# [INSTRUCTIONS FOR THE TASK]
Set each line of the data down exactly, please.

(Saved entries)
#####

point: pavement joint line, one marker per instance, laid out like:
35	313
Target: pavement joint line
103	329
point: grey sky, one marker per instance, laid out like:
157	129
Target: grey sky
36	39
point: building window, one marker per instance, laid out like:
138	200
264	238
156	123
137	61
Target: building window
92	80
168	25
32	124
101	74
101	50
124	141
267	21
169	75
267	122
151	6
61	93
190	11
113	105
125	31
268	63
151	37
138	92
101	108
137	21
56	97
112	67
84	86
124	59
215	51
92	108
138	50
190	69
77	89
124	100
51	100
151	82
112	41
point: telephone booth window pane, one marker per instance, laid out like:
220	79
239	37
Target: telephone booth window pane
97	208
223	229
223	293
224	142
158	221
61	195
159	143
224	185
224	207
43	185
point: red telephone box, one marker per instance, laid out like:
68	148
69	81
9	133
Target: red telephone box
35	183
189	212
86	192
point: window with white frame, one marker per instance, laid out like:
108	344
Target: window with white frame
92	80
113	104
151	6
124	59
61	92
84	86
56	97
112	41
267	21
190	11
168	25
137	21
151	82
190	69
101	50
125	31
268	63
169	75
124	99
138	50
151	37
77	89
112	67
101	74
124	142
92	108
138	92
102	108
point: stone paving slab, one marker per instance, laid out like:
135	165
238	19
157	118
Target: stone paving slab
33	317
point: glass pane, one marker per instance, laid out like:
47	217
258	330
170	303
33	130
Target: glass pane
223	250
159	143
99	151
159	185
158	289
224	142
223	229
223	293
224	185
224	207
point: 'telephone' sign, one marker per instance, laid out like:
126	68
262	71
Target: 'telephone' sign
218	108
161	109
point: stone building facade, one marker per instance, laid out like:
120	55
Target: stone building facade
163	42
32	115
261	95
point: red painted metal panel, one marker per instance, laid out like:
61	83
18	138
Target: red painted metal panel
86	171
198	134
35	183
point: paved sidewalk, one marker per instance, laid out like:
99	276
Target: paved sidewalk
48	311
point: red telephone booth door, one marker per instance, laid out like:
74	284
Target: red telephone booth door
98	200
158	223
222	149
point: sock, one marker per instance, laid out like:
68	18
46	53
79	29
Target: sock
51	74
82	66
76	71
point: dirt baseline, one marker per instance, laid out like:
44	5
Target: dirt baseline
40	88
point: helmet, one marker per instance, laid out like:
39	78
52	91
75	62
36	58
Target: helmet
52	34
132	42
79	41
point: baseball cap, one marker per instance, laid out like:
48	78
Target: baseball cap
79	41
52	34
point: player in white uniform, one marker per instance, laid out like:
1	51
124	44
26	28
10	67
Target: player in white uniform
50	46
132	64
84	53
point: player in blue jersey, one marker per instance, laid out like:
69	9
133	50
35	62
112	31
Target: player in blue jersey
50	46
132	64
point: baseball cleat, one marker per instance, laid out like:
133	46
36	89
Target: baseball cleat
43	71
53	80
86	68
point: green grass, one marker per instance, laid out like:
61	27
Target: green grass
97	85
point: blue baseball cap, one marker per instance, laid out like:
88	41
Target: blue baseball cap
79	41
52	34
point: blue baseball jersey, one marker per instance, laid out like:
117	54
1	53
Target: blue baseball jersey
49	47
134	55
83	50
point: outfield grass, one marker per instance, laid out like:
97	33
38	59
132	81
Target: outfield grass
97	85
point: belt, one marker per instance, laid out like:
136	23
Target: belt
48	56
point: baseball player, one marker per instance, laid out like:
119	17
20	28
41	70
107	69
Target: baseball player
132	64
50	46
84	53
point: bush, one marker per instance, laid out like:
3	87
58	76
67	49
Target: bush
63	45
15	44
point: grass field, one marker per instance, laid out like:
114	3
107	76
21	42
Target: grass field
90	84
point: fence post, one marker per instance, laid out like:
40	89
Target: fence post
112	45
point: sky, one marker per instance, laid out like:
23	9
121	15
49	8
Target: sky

#####

# [SOLUTION TO THE EXERCISE]
point: pavement joint line, one marker per instance, laid out like:
35	313
Target: pavement joint line
103	329
point: grey sky, one marker per instance, laid out like:
157	129
Target: grey sky
36	39
point: building window, one marker per instance, laid out like:
138	200
264	238
156	123
137	61
Target: building window
92	80
168	25
32	124
101	74
101	50
124	141
267	21
169	75
267	122
151	6
61	93
190	11
113	105
125	31
268	63
151	37
138	92
101	108
137	21
56	97
112	67
84	86
124	59
215	51
92	108
138	50
190	69
77	89
124	100
51	100
151	82
112	41
point: telephone booth window pane, one marker per instance, laid out like:
220	79
239	37
Target: telephone booth window pane
97	208
223	229
223	293
224	142
158	221
61	195
159	143
224	185
224	207
43	185
point: red telephone box, one marker per instance, laid out like:
68	148
69	81
9	133
Target: red telephone box
35	183
189	212
86	192
point: window with white frame, one marker per instance, laid out like:
108	344
Target: window with white frame
92	80
113	104
151	6
124	59
61	92
84	86
56	97
112	41
267	21
190	11
168	25
137	21
151	82
190	69
101	50
125	31
268	63
169	75
124	99
138	50
151	37
77	89
112	67
101	74
124	142
92	108
138	92
102	108
point: stone paving slab, one marker per instance, laid out like:
135	165
238	19
157	118
Target: stone paving slab
33	317
point: glass pane, one marker per instance, laid out like:
47	217
258	330
170	303
33	130
Target: glass pane
223	250
159	143
99	151
159	185
158	289
224	142
223	229
223	293
224	185
224	207
point: 'telephone' sign, one marker per instance, laid out like:
126	68
262	71
Target: 'telephone' sign
218	108
161	109
point: stone building facade, one marker per instance, laid out like:
120	55
Target: stone building facade
163	42
32	115
261	95
point: red painted metal panel, one marker per instance, laid out like:
61	83
18	138
Target: red painted metal panel
86	171
198	134
35	183
point: paved sidewalk, one marker per instance, laid out like:
99	276
Target: paved sidewalk
48	311
point: red telephone booth door, one marker per instance, laid out like:
74	284
Target: red telephone booth door
98	200
158	223
222	149
point: sock, one marker per instance, laid out like:
68	18
46	53
79	29
Target: sock
51	74
82	66
76	71
point: dirt baseline, one marker per instance, laid out like:
44	5
Target: dirt baseline
40	88
point: helmet, one marker per instance, laid out like:
39	78
52	91
75	62
36	58
Target: helmet
52	34
132	42
79	41
point: baseball cap, one marker per instance, laid out like:
48	78
Target: baseball cap
79	41
52	34
point: player in white uniform, one marker per instance, laid out like:
1	51
124	44
26	28
10	67
Target: player in white uniform
50	46
132	64
84	53
point: player in blue jersey, one marker per instance, laid out like:
69	9
133	50
35	62
112	31
Target: player in blue jersey
50	46
132	64
point: baseball cleat, one marker per instance, laid out like:
133	46
36	89
Target: baseball cleat
43	71
53	80
86	68
point: green grass, one marker per instance, laid out like:
61	27
Target: green grass
97	85
point: blue baseball cap, one marker per instance, laid out like:
88	41
Target: blue baseball cap
79	41
52	34
point: blue baseball jersey, one marker per instance, laid out like:
117	54
1	53
Target: blue baseball jersey
49	47
134	55
83	50
point: outfield grass, one marker per instance, laid out like:
97	33
38	59
132	81
Target: outfield grass
97	85
point: belt, one marker per instance, laid out like:
136	23
Target: belt
48	56
point: baseball player, one marker per instance, laid out like:
119	17
20	28
41	70
107	69
Target: baseball player
132	64
50	46
84	53
point: bush, one marker per instance, laid out like:
3	87
58	76
67	49
Target: bush
63	45
15	44
point: grass field, one marker per instance, laid out like:
114	3
107	76
21	42
Target: grass field
90	84
point: fence post, one marker per instance, laid out like:
40	89
Target: fence post
112	45
point: sky, one marker per instance, laid out like:
23	9
121	15
49	8
Target: sky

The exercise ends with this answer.